**DATA PROVIDED:**
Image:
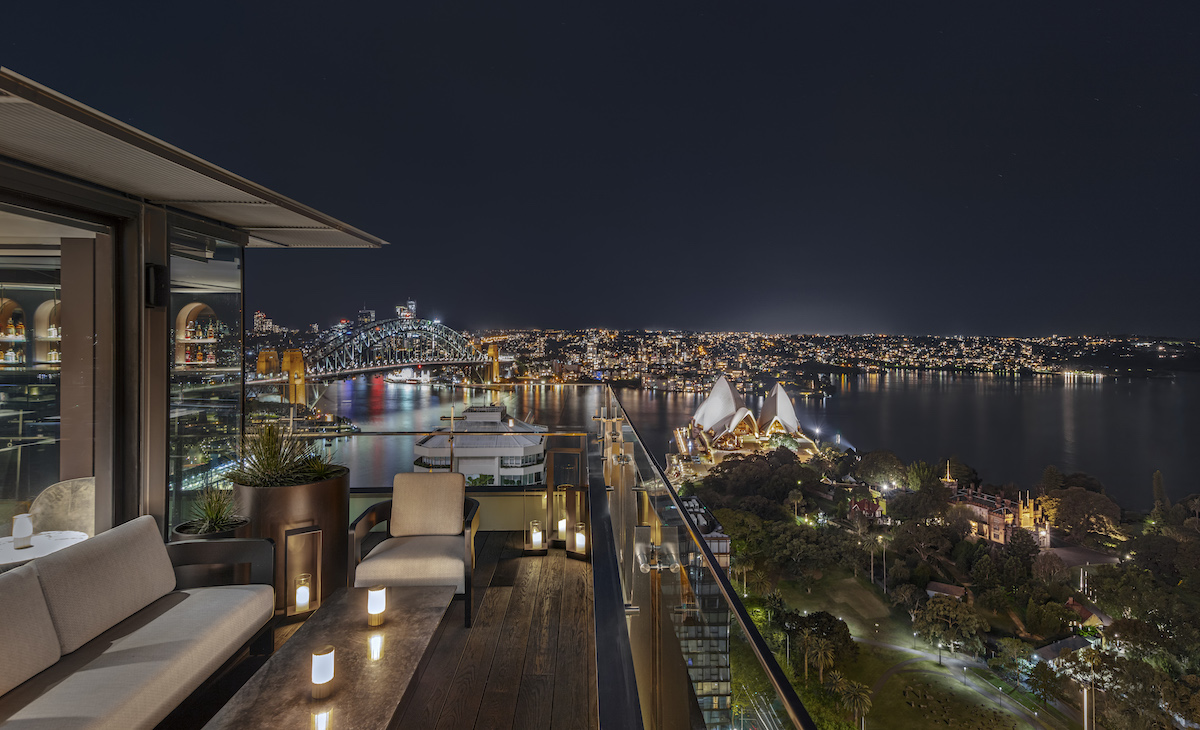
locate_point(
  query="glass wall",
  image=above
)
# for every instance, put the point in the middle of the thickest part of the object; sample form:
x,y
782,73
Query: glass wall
x,y
48,395
205,366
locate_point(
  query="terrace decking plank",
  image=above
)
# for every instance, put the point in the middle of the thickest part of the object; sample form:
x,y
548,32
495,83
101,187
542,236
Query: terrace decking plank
x,y
462,700
534,702
571,702
499,705
589,627
540,652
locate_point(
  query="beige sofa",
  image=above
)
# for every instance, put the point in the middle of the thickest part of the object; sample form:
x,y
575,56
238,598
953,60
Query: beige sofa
x,y
96,635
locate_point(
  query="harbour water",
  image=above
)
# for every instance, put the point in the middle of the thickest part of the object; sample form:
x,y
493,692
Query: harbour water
x,y
1007,428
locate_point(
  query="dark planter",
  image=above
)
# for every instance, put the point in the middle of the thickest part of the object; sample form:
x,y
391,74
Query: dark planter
x,y
275,509
179,532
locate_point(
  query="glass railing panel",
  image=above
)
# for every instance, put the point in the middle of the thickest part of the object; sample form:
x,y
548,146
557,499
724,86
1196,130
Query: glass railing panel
x,y
699,657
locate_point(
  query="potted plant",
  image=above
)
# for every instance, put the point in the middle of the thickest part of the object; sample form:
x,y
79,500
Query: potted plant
x,y
285,483
214,515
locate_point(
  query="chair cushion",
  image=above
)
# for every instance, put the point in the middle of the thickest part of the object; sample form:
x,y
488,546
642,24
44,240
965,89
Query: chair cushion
x,y
94,585
136,672
424,503
27,632
414,561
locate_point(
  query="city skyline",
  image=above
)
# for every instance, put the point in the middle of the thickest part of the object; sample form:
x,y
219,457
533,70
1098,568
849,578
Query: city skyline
x,y
901,169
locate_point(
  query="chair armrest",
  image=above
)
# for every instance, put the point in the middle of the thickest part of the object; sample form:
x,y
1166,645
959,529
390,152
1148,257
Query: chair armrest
x,y
259,552
471,509
469,522
379,512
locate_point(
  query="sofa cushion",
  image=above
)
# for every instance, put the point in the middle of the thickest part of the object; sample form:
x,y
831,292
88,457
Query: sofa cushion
x,y
94,585
424,503
136,672
27,632
414,561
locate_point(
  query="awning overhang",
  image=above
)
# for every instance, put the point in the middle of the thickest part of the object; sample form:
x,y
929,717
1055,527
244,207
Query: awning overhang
x,y
42,127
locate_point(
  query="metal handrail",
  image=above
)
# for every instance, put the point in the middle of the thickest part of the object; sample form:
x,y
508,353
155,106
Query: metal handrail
x,y
766,658
617,696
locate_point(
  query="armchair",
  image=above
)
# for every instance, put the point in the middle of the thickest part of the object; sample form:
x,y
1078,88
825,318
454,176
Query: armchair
x,y
431,527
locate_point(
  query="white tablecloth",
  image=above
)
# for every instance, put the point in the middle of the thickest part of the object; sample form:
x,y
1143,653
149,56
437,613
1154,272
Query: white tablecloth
x,y
45,543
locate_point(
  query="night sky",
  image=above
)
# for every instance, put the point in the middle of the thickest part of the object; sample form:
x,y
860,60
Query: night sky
x,y
819,167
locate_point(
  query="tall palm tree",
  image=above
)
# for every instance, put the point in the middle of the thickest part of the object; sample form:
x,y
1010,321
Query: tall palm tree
x,y
857,698
822,656
837,682
805,650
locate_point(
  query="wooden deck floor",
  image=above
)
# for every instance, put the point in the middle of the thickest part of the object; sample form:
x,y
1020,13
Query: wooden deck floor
x,y
529,659
528,663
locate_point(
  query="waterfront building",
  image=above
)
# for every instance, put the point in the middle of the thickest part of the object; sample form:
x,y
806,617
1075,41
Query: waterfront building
x,y
723,419
778,414
996,518
493,449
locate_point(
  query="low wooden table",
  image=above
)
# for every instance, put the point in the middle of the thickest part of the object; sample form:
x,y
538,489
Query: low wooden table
x,y
43,543
367,693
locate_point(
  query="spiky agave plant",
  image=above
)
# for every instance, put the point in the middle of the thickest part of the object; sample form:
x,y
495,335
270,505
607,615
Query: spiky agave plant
x,y
271,458
215,510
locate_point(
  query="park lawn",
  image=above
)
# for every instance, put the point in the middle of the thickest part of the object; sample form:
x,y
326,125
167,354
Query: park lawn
x,y
856,602
871,663
953,705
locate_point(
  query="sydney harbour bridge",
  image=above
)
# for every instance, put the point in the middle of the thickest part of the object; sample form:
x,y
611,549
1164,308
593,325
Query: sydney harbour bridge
x,y
388,345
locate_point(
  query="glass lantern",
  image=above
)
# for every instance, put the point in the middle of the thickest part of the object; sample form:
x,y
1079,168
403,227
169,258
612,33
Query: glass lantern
x,y
579,543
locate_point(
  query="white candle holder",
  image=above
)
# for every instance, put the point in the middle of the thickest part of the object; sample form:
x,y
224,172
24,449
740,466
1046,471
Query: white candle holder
x,y
377,600
22,531
322,672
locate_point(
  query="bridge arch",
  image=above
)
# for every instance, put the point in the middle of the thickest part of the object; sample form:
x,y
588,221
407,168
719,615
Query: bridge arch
x,y
391,343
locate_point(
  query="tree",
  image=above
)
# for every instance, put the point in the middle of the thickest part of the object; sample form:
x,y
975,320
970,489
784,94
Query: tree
x,y
1043,682
796,501
925,540
983,574
948,621
958,521
1161,496
857,698
1013,656
1081,513
821,654
881,467
807,639
1024,546
919,476
1049,568
910,597
827,626
1014,572
775,605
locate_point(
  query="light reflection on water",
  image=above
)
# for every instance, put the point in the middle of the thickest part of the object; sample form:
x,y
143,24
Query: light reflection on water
x,y
1007,428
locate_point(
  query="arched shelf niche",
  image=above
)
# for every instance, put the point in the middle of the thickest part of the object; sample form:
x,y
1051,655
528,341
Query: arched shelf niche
x,y
48,331
12,333
196,325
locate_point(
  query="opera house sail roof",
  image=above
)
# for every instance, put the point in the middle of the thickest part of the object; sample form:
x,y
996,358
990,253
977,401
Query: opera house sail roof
x,y
724,410
778,413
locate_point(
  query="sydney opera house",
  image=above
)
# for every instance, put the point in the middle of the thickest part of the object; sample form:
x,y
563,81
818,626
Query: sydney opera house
x,y
724,423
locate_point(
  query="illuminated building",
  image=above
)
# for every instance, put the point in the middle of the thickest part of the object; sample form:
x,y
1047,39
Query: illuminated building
x,y
496,450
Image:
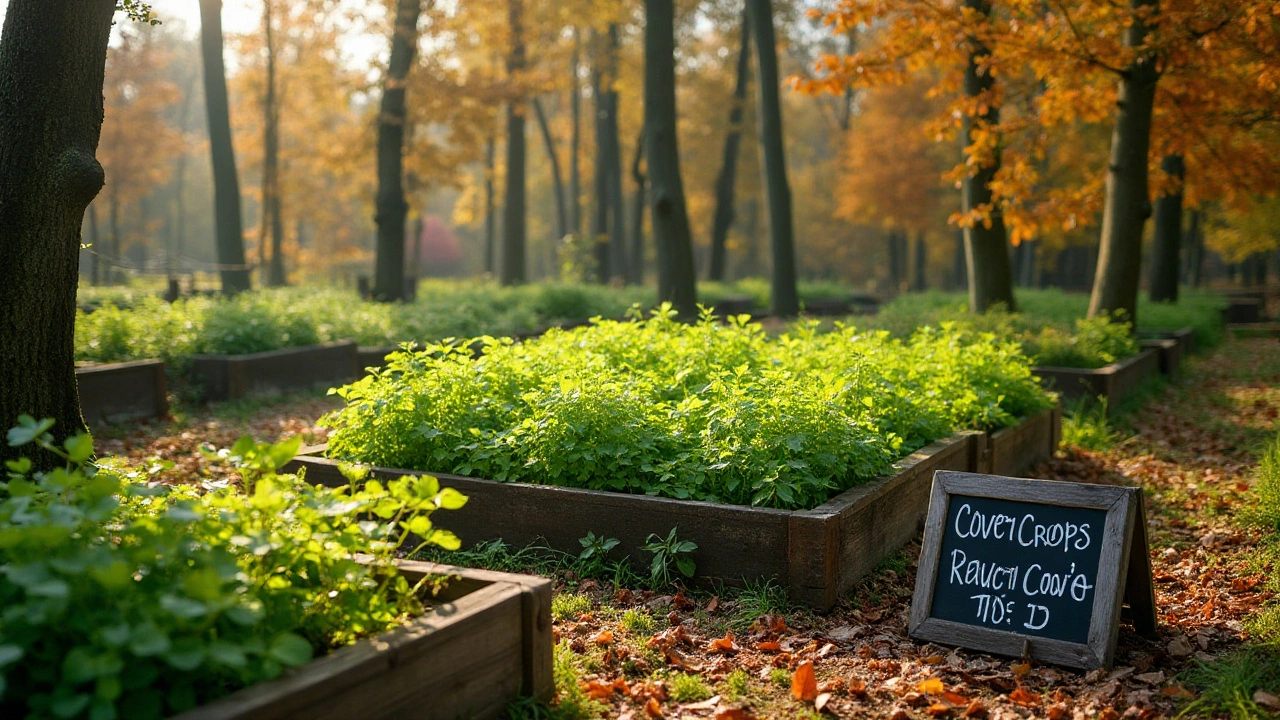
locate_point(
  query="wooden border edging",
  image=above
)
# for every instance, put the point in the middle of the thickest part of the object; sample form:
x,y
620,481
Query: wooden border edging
x,y
1112,382
817,554
232,377
123,391
488,642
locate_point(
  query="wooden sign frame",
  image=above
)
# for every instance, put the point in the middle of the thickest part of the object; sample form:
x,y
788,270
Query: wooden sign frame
x,y
1124,569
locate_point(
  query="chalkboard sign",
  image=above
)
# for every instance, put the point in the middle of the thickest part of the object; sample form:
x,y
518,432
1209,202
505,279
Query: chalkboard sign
x,y
1032,568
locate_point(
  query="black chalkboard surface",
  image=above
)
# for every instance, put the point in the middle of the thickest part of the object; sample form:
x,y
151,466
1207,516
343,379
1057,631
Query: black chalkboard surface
x,y
1032,568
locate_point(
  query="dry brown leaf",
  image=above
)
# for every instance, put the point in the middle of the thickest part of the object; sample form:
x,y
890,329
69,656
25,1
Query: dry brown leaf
x,y
804,683
1025,698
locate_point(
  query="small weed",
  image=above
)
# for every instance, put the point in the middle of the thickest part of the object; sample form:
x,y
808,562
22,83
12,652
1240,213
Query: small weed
x,y
638,621
688,688
1226,686
737,684
568,606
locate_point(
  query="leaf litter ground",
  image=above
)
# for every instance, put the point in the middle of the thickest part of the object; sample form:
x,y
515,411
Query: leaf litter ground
x,y
644,654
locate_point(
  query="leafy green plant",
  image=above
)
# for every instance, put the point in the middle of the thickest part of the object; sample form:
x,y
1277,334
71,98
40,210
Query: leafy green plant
x,y
670,554
128,598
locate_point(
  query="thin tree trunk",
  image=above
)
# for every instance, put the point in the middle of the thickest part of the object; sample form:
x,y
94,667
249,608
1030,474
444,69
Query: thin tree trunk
x,y
561,217
490,231
670,217
575,142
53,58
723,218
638,203
785,297
227,203
986,245
513,208
1169,236
391,205
1127,206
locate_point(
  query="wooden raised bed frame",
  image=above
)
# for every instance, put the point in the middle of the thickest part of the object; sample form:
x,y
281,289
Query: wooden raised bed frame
x,y
487,642
816,554
232,377
1112,382
117,392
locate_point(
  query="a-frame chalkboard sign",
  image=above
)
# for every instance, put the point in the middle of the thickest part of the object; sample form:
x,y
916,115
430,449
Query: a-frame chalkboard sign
x,y
1032,568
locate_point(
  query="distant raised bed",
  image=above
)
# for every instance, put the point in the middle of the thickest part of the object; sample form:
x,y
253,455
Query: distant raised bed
x,y
117,392
1114,382
816,554
232,377
485,642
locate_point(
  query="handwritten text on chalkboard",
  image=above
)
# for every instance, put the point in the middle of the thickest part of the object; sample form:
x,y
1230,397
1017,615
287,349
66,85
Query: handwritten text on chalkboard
x,y
1029,569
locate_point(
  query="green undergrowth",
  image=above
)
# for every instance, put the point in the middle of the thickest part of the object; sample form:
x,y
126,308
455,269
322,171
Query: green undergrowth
x,y
1226,686
124,597
703,411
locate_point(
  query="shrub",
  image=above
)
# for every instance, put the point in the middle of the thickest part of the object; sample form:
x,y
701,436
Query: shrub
x,y
702,411
128,598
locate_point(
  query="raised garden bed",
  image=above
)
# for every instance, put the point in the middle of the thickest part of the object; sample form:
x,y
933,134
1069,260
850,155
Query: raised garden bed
x,y
123,391
232,377
487,642
816,554
1112,382
1011,451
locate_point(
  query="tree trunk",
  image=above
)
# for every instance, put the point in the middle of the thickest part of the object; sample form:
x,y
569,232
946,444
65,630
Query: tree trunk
x,y
785,297
513,208
561,217
392,119
53,59
227,210
986,245
575,142
638,203
1194,249
1169,236
667,210
1127,206
723,218
490,231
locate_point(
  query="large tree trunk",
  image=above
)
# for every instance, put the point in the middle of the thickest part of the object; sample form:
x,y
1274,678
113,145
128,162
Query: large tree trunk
x,y
785,299
575,141
53,59
513,208
1127,206
723,218
490,231
638,203
273,224
667,210
561,217
227,210
1169,236
986,245
392,119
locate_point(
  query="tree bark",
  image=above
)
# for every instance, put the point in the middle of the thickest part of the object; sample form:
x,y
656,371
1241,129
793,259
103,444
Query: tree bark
x,y
53,59
490,231
638,203
723,218
513,208
785,297
1128,205
561,217
986,244
668,213
227,206
1169,236
392,121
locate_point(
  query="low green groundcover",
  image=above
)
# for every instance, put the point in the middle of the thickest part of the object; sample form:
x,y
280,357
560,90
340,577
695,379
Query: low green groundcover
x,y
126,598
705,411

**THE PROBLEM:** All lines from the one holding "Query: shrub" through the end of the entries need to be given again exactly. Leave out the others.

**RESULT BELOW:**
Query: shrub
x,y
702,411
128,598
locate_point(
  query="raised garden bed",
  image=above
)
# for every instance, put the point in the middle of the thickest part of the object; sample form:
x,y
933,134
1069,260
850,155
Query: raised garden bed
x,y
123,391
232,377
487,642
816,554
1112,382
1011,451
locate_point(
  query="tree trunk",
  image=above
)
# for every instance, put the point in the middle of the thickest part of the object; sample form:
x,y
569,232
946,444
65,630
Query: tree trunk
x,y
785,297
513,208
561,217
392,119
53,59
227,210
986,245
575,142
638,203
1194,249
1169,236
667,210
1127,206
723,218
490,231
locate_point(
  query="large tree trunk",
  image=above
)
# for every instance, put the point in the middle of the thickest part of the object; sample form:
x,y
1274,678
113,145
128,162
Query: large tree trunk
x,y
785,299
575,141
53,59
513,208
1127,206
723,218
490,231
638,203
273,224
667,210
561,217
227,210
1169,236
986,245
392,119
locate_point(
  query="tree bark",
  image=above
)
# for every instance, put the point in the middle of the thickest part of the object; sample form:
x,y
656,371
1241,129
793,259
103,444
Query: tree bark
x,y
53,59
490,231
638,203
723,218
513,208
785,297
1128,205
561,217
986,244
668,213
227,206
1169,236
392,121
locate_point(
  query="low green groundcover",
  image=above
)
# for every instance, put the point in the middle of the thickest part of the object; sample form:
x,y
280,357
560,90
340,577
695,379
Query: low green groundcover
x,y
126,598
705,411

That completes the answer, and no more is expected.